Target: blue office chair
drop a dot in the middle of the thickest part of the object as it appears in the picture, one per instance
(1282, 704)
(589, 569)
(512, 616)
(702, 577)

—————

▶ **Objective**: Rewrite the lines above with "office chair" changed to "desk chair", leaving everything else as it is.

▶ **Problem solution**:
Target: blue desk chair
drop a dot in the middle of the thickest part of the object as it appears in the picture, one per instance
(1282, 704)
(589, 569)
(512, 616)
(702, 577)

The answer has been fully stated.